> Text passage
=== Section Start ===
Some 75 per cent of respondents point to talent gap as a challenge for Hong Kong’s wealth management industry, government council says. Hong Kong’s proximity to mainland market to underpin its future growth as the rank of super-rich Chinese swells, survey shows
Hong Kong has the second largest number of billionaires in the world and the most millionaires in the region. For all the US$3.25 trillion of investable wealth, though, the pool of money managers and investment advisers is not growing fast enough.
The talent gap is among the biggest challenges facing the city in the private wealth management industry, according to a survey conducted by the Financial Services Development Council, a government-funded body tasked with promoting the sector.
The view was expressed by 75 per cent of 250 private bankers and wealth managers it surveyed from November 11 to 26 last year, and published last week. Hong Kong had 7,604 staff in the sector in 2018, including 2,711 in customer-facing roles, the council said, citing data from the Securities and Futures Commission.
The shortage could become more acute in the coming years “given the evolving trends, and technological and regulatory contexts globally, the council said, reflecting the view of other industry participants. Anti-government protests and the coronavirus epidemic could also add the problem in the short-term.
“The social unrest has led some bankers to migrate to other countries including Singapore,” said Jerry Chang, managing director at Barons & Co, a recruiting firm. “In addition, the Covid-19 outbreak could temporarily affect Hong Kong’s ability to attract new talents.”
There was US$3.25 trillion of investable wealth sloshing in Hong Kong in 2018, with US$1.3 trillion coming from cross-border sources, according to the council’s report that cited third-party market statistics. That compares with US$1.67 trillion and $1 trillion respectively for Singapore.
The global population of high-net-worth individuals, or those with at least US$1 million of investable assets, is forecast to swell to US$91 trillion by 2023 from US$70 trillion in 2018, according to a joint report by Deutsche Bank and Oliver Wymann published in May last year.
There were more than 153,000 millionaires owning US$778 billion of wealth in Hong Kong, compared with about 125,000 with US$625 billion in Singapore, based on a CapGemini survey, the council said in its report.
“Impact of the outbreak, whilst keenly felt by us everyday, is necessarily short-term,” council chairman Laurence Li Lu-jen said by phone last week. While the talent gap is obvious in such functions as portfolio managers and investment specialists and compliance officers, Li did quantify the number needed to support the industry.
Hong Kong’s geographical proximity to mainland China will help the city retain its edge against other aspiring hubs, according to Claude Haberer, Asia chairman for the Swiss private bank Pictet. There has been no noticeable departure of talents from the city, he added.
“Finding good talent is always a challenge for our industry but the virus outbreak has not exacerbated the problem,” Haberer said. “Hong Kong people have shown that they are well-prepared, probably because of their experience with Sars” [severe acute respiratory syndrome] in 2003, he added.
Barons’s Chang said any short-term pressures in Hong Kong should not change the overall employment market for its opportunities in China, and the city’s advantages in an established legal structures, low tax rates and free and efficient financial market.
The potential establishment of a cross-boundary wealth management scheme involving Guangdong, Macau and Hong Kong within the Greater Bay Area blueprint “will be a catalyst to the further development of the wealth management industry”, the council said in its report.
The southern Guangdong province is the second-richest in China, based on 160,000 households in 2019 owning more than RMB10million of investable assets, according to a Hurun Report.
Most of the respondents in the FSDC survey were optimistic in their longer-term view of Hong Kong’s position in the industry, despite the fact that the survey was conducted at the peak of anti-government protests.
Forty-five per cent cited the availability of a wide range of investment products among the positives, while 34 per cent favoured the city for the access to mainland financial market – via stock and bond connect schemes.
“Hong Kong has always come back after every crisis,” Pictet’s Haberer said. “The outbreak may affect the city for a short while but it will not be forever. I still consider Hong Kong as a very good place to do business as it is convenient. It is close to mainland China and other parts of Asia.”
=== Section End ===
> Given records
=== Section Start ===
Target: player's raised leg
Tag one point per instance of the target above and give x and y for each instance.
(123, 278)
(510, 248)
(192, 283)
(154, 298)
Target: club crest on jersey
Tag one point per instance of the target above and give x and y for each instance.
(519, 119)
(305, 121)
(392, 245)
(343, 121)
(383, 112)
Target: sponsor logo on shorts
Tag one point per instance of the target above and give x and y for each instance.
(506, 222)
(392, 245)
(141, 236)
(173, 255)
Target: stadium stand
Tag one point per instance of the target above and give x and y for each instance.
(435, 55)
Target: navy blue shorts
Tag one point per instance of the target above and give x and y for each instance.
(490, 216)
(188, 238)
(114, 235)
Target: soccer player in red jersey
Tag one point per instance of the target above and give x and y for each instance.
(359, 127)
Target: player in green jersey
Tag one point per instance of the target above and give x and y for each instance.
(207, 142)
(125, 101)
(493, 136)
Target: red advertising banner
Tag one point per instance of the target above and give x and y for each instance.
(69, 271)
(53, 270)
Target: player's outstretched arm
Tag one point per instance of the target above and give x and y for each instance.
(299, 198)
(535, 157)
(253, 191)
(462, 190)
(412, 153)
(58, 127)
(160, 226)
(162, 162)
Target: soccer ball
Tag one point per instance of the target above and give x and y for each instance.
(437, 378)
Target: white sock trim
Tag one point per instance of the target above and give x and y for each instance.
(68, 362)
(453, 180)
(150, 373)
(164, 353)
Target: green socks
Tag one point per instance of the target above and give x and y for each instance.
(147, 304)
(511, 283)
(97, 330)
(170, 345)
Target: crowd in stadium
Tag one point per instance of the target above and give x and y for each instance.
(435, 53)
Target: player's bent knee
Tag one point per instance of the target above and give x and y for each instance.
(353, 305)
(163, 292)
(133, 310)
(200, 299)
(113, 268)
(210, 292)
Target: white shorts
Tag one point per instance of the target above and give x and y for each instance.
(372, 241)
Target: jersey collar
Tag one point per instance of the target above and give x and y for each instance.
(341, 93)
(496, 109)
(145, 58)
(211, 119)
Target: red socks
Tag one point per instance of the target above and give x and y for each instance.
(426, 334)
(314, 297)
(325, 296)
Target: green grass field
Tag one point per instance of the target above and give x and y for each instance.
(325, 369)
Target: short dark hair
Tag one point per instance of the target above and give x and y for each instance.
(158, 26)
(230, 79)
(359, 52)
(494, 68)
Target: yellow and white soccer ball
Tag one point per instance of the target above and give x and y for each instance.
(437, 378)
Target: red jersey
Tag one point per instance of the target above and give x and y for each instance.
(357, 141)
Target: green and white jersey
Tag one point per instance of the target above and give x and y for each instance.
=== Section End ===
> Work to complete
How many staff did Hong Kong have in the private wealth management sector in 2018, according to the article on Hong Kong's wealth management talent gap? The task does not require the data.

> Answer to the exercise
7,604 staff, including 2,711 in customer-facing roles.